What you need to do = Count the lines in the entries below that contain the string "blackhawks", and reply with only that number.

╭─ Material shown

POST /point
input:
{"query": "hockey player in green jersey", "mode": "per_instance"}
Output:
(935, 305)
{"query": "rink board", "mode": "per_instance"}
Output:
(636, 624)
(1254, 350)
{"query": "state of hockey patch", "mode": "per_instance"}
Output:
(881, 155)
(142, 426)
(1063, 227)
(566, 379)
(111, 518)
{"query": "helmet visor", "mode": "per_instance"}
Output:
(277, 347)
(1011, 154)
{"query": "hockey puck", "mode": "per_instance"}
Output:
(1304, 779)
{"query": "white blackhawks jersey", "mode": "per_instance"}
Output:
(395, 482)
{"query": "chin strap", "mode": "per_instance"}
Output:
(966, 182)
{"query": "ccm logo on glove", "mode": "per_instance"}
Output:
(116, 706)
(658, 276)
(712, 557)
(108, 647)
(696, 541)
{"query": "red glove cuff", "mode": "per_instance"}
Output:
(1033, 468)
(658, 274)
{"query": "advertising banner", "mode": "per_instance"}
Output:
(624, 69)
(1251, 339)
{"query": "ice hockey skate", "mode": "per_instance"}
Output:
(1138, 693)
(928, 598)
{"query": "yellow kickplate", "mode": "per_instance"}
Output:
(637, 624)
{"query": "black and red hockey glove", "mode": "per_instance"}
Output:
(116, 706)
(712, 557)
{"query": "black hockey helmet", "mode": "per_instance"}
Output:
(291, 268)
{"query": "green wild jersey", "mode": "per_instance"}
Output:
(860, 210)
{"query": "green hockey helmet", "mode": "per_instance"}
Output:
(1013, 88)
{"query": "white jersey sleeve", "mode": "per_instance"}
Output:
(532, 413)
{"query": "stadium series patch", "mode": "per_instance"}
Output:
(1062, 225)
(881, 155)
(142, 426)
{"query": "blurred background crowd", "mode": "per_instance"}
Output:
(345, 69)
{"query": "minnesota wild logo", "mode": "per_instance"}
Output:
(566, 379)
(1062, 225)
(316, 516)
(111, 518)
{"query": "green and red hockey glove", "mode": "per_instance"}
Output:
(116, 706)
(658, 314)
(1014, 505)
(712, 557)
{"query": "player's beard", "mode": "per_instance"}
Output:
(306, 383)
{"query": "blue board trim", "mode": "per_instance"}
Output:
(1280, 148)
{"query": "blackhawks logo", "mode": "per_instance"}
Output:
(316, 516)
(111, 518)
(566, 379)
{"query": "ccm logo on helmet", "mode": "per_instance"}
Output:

╰─

Correct response = 2